_EXERCISE DETAILS_
Copy everything in the data below exactly except the pictures.

(Point annotation dataset records)
-.-.-

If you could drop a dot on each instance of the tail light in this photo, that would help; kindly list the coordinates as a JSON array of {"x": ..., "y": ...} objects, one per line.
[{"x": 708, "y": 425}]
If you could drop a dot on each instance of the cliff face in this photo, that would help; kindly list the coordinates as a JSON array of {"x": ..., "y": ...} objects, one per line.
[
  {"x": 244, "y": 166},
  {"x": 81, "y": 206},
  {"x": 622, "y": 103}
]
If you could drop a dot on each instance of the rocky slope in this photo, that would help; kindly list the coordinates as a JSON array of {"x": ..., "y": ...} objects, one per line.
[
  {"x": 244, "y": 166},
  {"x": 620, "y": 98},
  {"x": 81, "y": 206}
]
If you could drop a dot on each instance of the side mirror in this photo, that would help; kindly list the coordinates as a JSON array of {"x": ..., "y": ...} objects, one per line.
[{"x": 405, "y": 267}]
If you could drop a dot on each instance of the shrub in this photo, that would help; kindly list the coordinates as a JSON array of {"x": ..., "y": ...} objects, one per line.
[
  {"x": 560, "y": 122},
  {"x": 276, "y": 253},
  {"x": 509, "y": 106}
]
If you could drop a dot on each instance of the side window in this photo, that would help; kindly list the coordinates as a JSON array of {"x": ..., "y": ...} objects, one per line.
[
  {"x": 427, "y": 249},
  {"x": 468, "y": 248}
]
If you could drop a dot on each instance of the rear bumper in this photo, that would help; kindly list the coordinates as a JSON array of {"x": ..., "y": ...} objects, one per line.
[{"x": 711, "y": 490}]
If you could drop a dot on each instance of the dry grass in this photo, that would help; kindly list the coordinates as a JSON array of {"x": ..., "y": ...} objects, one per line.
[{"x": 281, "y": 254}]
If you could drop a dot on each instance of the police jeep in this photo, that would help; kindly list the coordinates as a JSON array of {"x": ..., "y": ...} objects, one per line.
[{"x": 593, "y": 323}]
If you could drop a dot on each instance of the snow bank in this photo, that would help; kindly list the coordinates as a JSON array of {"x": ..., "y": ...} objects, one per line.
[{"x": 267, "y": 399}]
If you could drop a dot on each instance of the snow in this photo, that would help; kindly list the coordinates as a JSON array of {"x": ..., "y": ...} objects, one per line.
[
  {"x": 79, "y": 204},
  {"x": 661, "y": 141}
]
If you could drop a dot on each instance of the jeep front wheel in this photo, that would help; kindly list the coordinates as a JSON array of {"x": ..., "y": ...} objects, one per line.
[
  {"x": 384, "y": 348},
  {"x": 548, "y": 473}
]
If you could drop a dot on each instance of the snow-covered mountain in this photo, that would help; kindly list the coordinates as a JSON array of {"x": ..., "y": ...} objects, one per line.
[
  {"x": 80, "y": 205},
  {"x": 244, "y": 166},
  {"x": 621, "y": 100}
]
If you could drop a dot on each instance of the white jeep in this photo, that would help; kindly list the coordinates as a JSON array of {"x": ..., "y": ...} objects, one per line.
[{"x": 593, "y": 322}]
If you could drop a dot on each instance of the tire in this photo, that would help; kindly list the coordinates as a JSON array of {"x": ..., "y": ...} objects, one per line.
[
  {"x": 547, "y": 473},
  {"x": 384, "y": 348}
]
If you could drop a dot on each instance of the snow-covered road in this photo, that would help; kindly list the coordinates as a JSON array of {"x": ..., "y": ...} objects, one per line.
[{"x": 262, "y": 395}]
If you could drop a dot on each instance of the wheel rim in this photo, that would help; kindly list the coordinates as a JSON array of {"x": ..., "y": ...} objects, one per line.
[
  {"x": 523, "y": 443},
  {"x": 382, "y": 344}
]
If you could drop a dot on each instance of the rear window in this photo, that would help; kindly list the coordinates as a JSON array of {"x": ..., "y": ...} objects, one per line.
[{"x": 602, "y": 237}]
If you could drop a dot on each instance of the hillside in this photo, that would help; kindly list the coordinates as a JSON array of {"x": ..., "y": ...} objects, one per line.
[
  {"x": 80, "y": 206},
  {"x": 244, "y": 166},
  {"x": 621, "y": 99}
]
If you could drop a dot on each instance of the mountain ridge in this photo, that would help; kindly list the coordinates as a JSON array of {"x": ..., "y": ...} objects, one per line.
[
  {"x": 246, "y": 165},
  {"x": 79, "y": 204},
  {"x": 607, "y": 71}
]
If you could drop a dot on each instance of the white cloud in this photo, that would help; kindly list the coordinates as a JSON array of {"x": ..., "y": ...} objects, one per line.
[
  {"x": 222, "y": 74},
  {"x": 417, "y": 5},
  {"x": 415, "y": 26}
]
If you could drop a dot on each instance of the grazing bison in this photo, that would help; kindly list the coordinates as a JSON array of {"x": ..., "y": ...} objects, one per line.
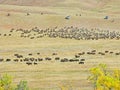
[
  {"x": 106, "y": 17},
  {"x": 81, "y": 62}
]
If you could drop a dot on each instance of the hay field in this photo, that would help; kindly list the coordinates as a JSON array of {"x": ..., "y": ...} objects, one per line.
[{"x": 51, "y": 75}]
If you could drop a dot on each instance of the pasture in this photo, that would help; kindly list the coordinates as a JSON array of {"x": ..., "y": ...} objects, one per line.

-.-.-

_RESPONSE TO THIS TASK_
If you could drop a dot on each instance of the tail light in this photo, that would help; kindly list the coordinates as a JSON array of {"x": ..., "y": ...} objects, one per line.
[{"x": 708, "y": 425}]
If you could drop a dot on each instance of the cliff face in this photo, that would help; kindly list the coordinates as a JSON array of {"x": ..., "y": ...} objects, one per line.
[
  {"x": 244, "y": 166},
  {"x": 81, "y": 206},
  {"x": 622, "y": 103}
]
If you could drop a dot on each instance of the rocky slope in this photo, that would help; kindly list the coordinates as a JSON array of {"x": ..., "y": ...} objects, one per line.
[
  {"x": 244, "y": 166},
  {"x": 620, "y": 98},
  {"x": 81, "y": 206}
]
If you could drop a dot on each instance of the side mirror in this photo, that would help; kindly list the coordinates as a JSON array of {"x": ..., "y": ...} objects, one per line.
[{"x": 405, "y": 267}]
If you could drop a dot on each instance of the shrub in this photo, that would help; kindly list the coordinates as a JSON array of {"x": ..., "y": ...} objects, one per line.
[
  {"x": 560, "y": 122},
  {"x": 276, "y": 253},
  {"x": 509, "y": 106}
]
If you could drop a dot on each instance of the side window in this photo, that would help; kindly list the coordinates as a JSON array of {"x": ..., "y": ...} objects, one per line.
[
  {"x": 427, "y": 249},
  {"x": 468, "y": 248}
]
If you could drop a dot on each instance of the rear bumper in this photo, that would help; kindly list the coordinates as a JSON array of {"x": ..., "y": ...} objects, one per line.
[{"x": 711, "y": 490}]
If you could drop a dot on each instance of the dry grass in this photo, that would help; kindly list the coordinates as a JSON array of {"x": ..., "y": ...} objects, one per line.
[{"x": 281, "y": 254}]
If you could drop a dot on each instance of the police jeep in this photo, that would help; kindly list the coordinates as a JSON array of {"x": ..., "y": ...} objects, one per line.
[{"x": 593, "y": 323}]
If you could drop a dot on each instance of the snow bank in this photo, that would help; kindly list the coordinates as a JSON array of {"x": ..., "y": ...} objects, one per line.
[{"x": 267, "y": 399}]
If you could drop a dot on each instance of the snow in this photo, that would help; kindly list the coordinates as a JSON array of {"x": ..., "y": ...} objects, one per line.
[
  {"x": 79, "y": 204},
  {"x": 661, "y": 141}
]
If you could drop a dot on each instance of the jeep front wheel in this photo, that would help; kindly list the coordinates as a JSON array of {"x": ..., "y": ...} objects, one per line.
[
  {"x": 384, "y": 348},
  {"x": 548, "y": 473}
]
If you could drop a dot on each instance of the snow-covered mountain in this photo, that would help; kindly list the coordinates as a JSON array of {"x": ..., "y": ...} objects, one per line.
[
  {"x": 80, "y": 205},
  {"x": 244, "y": 166},
  {"x": 621, "y": 100}
]
If you could drop a dot on each instance of the white jeep in this photo, that would help; kindly list the coordinates as a JSON array of {"x": ..., "y": ...} objects, one per line.
[{"x": 593, "y": 322}]
If you could drop a dot on each instance of the tire in this photo, that would help; kindly list the coordinates as a JSON array of {"x": ..., "y": ...} objects, one per line.
[
  {"x": 547, "y": 473},
  {"x": 384, "y": 348}
]
If you could drop a dot on each instance of the snow-covered road in this photo, that would help; kindly list the coordinates as a JSON array of {"x": ..., "y": ...} objects, one per line.
[{"x": 262, "y": 395}]
If you could drop a dot on each instance of the wheel rim in this photo, that would help; kindly list the coordinates as a JSON array of {"x": ..., "y": ...} objects, one per line.
[
  {"x": 523, "y": 443},
  {"x": 382, "y": 344}
]
If you could drop a dot on each instance of the rear window in this photo, that would help; kindly list the coordinates as a JSON array of {"x": ..., "y": ...} objects, one per line.
[{"x": 602, "y": 237}]
If you could drop a dot on each instance of the hillside in this photo, that would help; kindly list the coordinates as a JSON array of {"x": ..., "y": ...} objects, one per line.
[
  {"x": 80, "y": 206},
  {"x": 244, "y": 166},
  {"x": 621, "y": 99}
]
If you could drop a dot on each instance of the mountain ridge in this photo, that would help; kindly list the coordinates as a JSON array of {"x": ..., "y": ...} objects, one per line.
[
  {"x": 246, "y": 165},
  {"x": 79, "y": 204},
  {"x": 607, "y": 71}
]
If you could drop a dot on each instance of the white cloud in this photo, that would help; kindly list the coordinates as a JSON array of {"x": ..., "y": ...} objects, one per line.
[
  {"x": 222, "y": 74},
  {"x": 417, "y": 5},
  {"x": 415, "y": 26}
]
If you could drop a dot on each instance of the grazing bison in this photo, that would help; kindly list the coordinates as a JSON array of {"x": ..., "y": ...} objects, one per line.
[
  {"x": 106, "y": 17},
  {"x": 81, "y": 62}
]
If you could drop a dot on each instance of the hay field in this photo, that would help; kindly list the coordinates as a JSON array of {"x": ..., "y": ...} objects, one per line.
[{"x": 51, "y": 75}]
If you could drop a dot on each instance of the pasture in this photo, that would help; kindly list the coordinates as a JSON array of {"x": ..., "y": ...} objects, one per line.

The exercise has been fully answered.